Work to do:
Can you give every line of the records below as a numbered list, with blank lines and the pictures left out?

Information supplied:

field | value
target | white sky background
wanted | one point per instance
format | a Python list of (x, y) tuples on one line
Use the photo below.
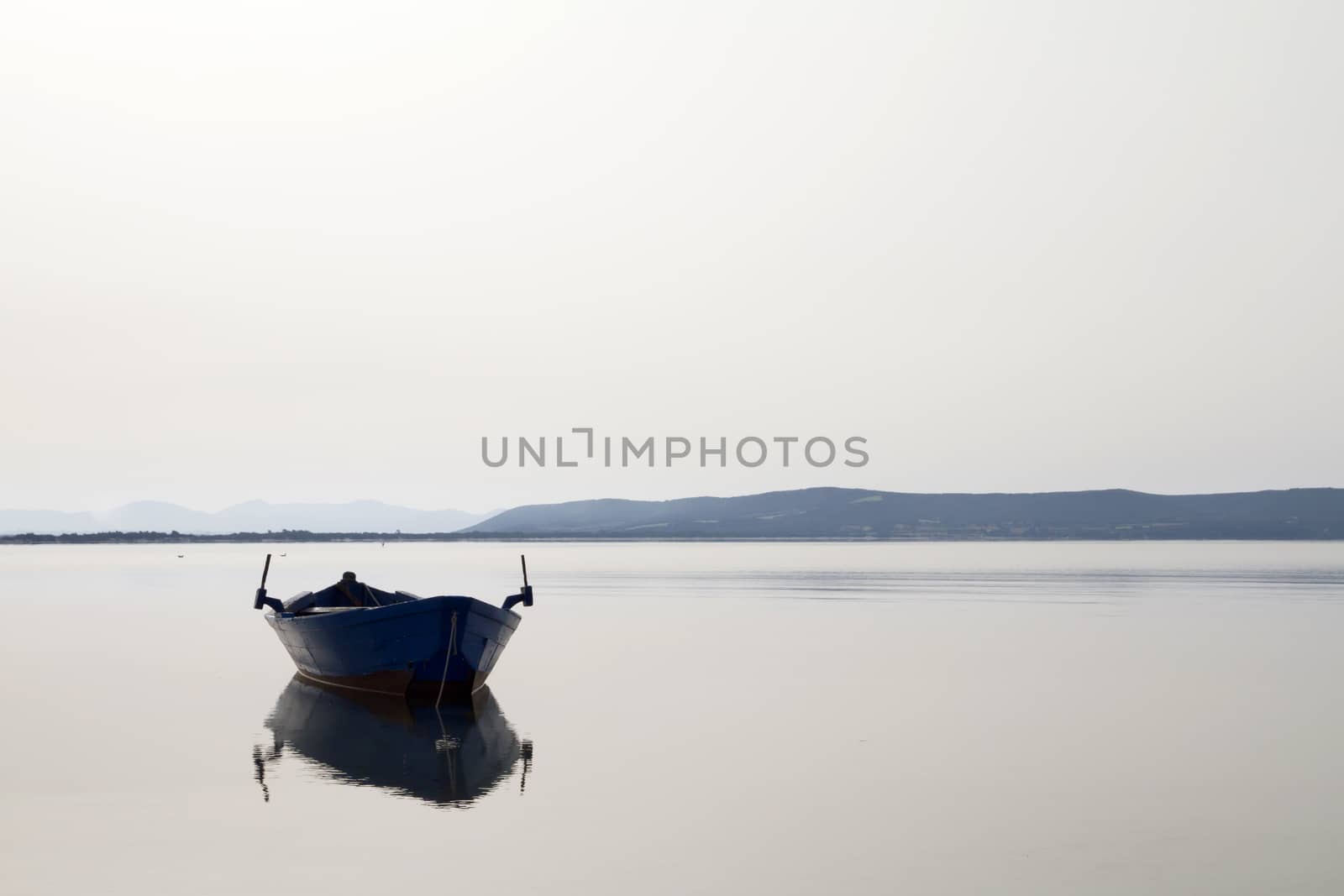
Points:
[(315, 251)]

Complete answer:
1. field | value
2. target | white sky background
3. wanted | one point per instance
4. format | a Python list of (x, y) tuples on one line
5. Use the photo below.
6. Points:
7. [(315, 251)]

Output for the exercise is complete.